EXTRACT PROVIDED:
((

Self-Reform is Missing

Being in the flow with a partner is a great experience, but society undermines partnership by inflaming its dominate-or-submit culture. The Democratic and Republican parties reinforce these divisive tendencies. Undoing deeply embedded social conditioning and nurturing compassionate cooperation throughout society will require sustained effort and mutual support.

With true partners, you care for the other as much as you care for yourself. The more they benefit, the more you benefit. You listen, learn, understand, and respect each other. You make decisions together, as equals, perhaps switching roles and delegating responsibilities. You’re a team. No one dominates or considers themselves to be a superior human being. 

Tight-knit teams flourish at work and school, in sports, with music and the arts, and in community organizations. Members cooperate to achieve collective goals. Whole nations unite to solve problems or deal with catastrophes. Study group members teach one another. Sports team members inspire each other. Highly skilled musicians improvise, taking the group to new territory. Every member is important. Team spirit elevates performance. Throughout society, while accepting justified social control, strong individuals and strong communities cultivate empowerment.

))

WRITTEN TASK 1:
Copy out the stretch of the records from their first line through the line containing "x=413, y=495", including both of those lines.
The passage on partnership and the records that follow it have no connection to each other.

GIVEN RECORDS:
((

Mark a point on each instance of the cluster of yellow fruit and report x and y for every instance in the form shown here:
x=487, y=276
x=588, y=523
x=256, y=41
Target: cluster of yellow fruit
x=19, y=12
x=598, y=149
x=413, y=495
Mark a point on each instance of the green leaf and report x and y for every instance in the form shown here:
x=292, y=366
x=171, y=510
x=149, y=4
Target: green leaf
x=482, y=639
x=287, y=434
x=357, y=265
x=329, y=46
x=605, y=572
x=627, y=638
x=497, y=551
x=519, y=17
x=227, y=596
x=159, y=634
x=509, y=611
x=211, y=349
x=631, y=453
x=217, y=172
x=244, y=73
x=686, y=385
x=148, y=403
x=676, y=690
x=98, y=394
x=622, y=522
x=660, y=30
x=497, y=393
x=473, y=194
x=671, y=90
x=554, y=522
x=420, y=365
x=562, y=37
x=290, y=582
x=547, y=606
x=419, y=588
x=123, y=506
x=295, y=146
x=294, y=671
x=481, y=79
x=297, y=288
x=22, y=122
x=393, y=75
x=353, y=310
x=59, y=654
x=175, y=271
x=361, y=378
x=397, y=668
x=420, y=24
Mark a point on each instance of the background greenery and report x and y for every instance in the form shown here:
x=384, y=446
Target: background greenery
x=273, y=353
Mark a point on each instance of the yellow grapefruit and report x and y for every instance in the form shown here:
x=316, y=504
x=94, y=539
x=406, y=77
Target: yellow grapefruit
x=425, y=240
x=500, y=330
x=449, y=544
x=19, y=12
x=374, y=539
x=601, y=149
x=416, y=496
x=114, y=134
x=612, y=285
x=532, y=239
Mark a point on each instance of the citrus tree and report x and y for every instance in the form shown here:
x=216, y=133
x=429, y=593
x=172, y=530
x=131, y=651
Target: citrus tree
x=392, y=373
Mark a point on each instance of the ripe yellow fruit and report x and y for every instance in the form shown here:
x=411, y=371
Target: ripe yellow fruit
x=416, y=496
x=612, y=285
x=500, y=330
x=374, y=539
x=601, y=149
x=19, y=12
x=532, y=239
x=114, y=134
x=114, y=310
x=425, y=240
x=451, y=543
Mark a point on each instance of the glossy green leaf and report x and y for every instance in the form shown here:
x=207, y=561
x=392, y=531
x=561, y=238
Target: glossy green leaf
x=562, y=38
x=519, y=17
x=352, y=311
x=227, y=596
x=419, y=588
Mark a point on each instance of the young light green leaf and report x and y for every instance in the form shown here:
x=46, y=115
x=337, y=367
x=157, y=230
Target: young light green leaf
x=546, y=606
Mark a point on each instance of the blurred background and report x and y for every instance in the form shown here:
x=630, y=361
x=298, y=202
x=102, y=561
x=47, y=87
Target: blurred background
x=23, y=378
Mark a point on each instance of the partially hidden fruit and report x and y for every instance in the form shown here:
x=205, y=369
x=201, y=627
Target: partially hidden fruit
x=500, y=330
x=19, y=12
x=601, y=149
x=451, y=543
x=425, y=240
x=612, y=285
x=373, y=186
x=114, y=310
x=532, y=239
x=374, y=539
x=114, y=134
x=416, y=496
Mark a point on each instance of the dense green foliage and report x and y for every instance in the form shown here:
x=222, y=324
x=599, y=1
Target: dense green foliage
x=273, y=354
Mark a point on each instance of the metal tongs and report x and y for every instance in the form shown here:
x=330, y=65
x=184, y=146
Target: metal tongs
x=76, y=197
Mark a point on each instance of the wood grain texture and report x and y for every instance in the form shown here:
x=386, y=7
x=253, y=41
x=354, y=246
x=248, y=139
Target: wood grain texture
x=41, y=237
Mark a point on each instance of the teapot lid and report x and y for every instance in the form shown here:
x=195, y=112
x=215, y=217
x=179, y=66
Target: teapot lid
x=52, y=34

))

WRITTEN TASK 2:
In the passage on partnership, which political parties are said to reinforce divisive tendencies?

WRITTEN REPLY 1:
Mark a point on each instance of the cluster of yellow fruit and report x and y for every instance in the form shown here:
x=487, y=276
x=588, y=523
x=256, y=41
Target: cluster of yellow fruit
x=19, y=12
x=598, y=149
x=413, y=495

WRITTEN REPLY 2:
The Democratic and Republican parties.